__Exercise description__. For the data below, restate word for word only the lines from the line containing "The task in" through the line containing "positive clicks: (271, 98) (247, 120)", both ends included.

__Data shown__.
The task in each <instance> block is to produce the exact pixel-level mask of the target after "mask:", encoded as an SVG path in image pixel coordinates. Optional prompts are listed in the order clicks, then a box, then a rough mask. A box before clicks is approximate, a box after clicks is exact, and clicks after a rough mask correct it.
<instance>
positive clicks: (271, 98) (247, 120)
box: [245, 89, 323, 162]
...
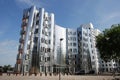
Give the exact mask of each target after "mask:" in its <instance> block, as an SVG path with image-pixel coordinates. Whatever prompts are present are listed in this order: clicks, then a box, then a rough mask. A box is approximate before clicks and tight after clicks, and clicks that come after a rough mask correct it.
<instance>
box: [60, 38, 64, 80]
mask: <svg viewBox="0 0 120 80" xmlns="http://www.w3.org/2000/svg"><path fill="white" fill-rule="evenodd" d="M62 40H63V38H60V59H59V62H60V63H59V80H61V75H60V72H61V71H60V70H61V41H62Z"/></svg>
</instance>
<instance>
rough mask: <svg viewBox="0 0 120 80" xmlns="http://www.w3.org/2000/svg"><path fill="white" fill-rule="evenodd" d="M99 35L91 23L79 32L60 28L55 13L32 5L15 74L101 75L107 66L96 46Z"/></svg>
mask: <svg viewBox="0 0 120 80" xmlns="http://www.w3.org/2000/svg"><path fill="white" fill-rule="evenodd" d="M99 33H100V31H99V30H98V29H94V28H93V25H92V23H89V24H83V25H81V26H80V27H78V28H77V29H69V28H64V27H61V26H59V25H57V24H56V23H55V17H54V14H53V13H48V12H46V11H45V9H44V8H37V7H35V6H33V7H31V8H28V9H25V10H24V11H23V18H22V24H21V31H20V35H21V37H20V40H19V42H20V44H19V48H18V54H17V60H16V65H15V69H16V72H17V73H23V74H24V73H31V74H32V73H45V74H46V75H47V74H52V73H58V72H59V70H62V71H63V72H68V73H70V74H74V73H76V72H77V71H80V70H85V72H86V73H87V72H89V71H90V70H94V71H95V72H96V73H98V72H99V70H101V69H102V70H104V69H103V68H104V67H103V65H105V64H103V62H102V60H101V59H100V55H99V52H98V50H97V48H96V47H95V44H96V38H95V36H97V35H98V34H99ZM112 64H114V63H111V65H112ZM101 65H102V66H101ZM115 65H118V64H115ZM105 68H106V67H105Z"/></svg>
* * *
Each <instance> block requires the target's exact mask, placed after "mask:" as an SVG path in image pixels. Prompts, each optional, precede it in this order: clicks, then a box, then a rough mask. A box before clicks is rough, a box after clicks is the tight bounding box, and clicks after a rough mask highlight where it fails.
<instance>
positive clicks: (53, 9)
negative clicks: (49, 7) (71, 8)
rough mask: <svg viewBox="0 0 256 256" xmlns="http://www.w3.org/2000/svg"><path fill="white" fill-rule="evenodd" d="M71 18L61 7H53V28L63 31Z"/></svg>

__Answer to this task__.
The task in each <instance> block is to produce the exact pixel-level mask of the target after "mask:", encoded as an SVG path in image pixel coordinates. Optional prompts are listed in the order clicks, then a box, then a rough mask. A box before clicks is approximate, a box after clicks is exact, and clicks after a rough mask correct it.
<instance>
positive clicks: (271, 98) (247, 120)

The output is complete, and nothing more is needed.